■ **What is needed**
Pictures excluded, return every entry exactly, please.

Records from a collection
====

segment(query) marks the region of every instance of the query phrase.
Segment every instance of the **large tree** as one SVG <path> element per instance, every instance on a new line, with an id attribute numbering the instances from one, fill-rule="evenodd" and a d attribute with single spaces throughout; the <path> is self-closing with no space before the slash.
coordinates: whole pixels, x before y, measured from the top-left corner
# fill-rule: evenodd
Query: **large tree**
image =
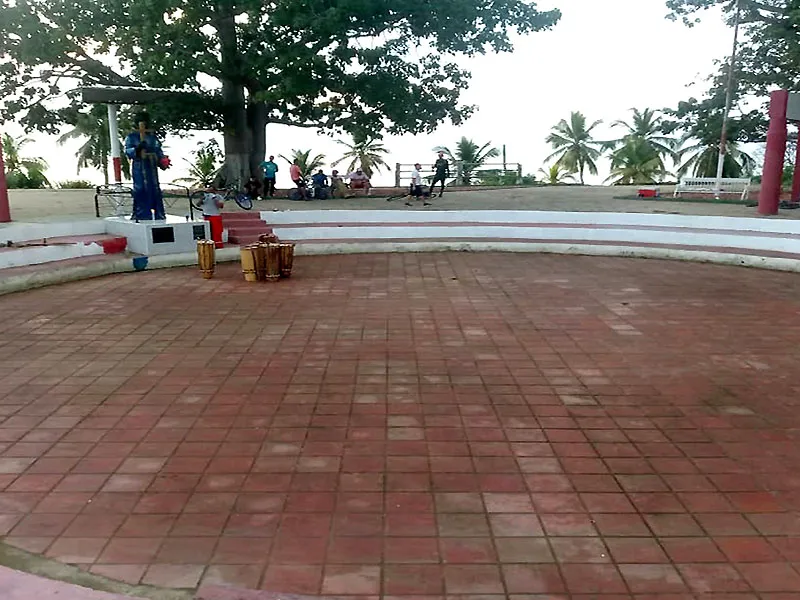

====

■ **Exercise answer**
segment(query) marks the region of every instance of the query phrase.
Segment every instance of the **large tree** as one SVG <path> element per instance, every instance on a new line, with an id attribute numbering the instances from one, fill-rule="evenodd" and a d attribute with single spaces throughout; the <path> is self-closing with no space before the slash.
coordinates: whole pixels, x before y, measured from the top-left corner
# fill-rule: evenodd
Query: **large tree**
image =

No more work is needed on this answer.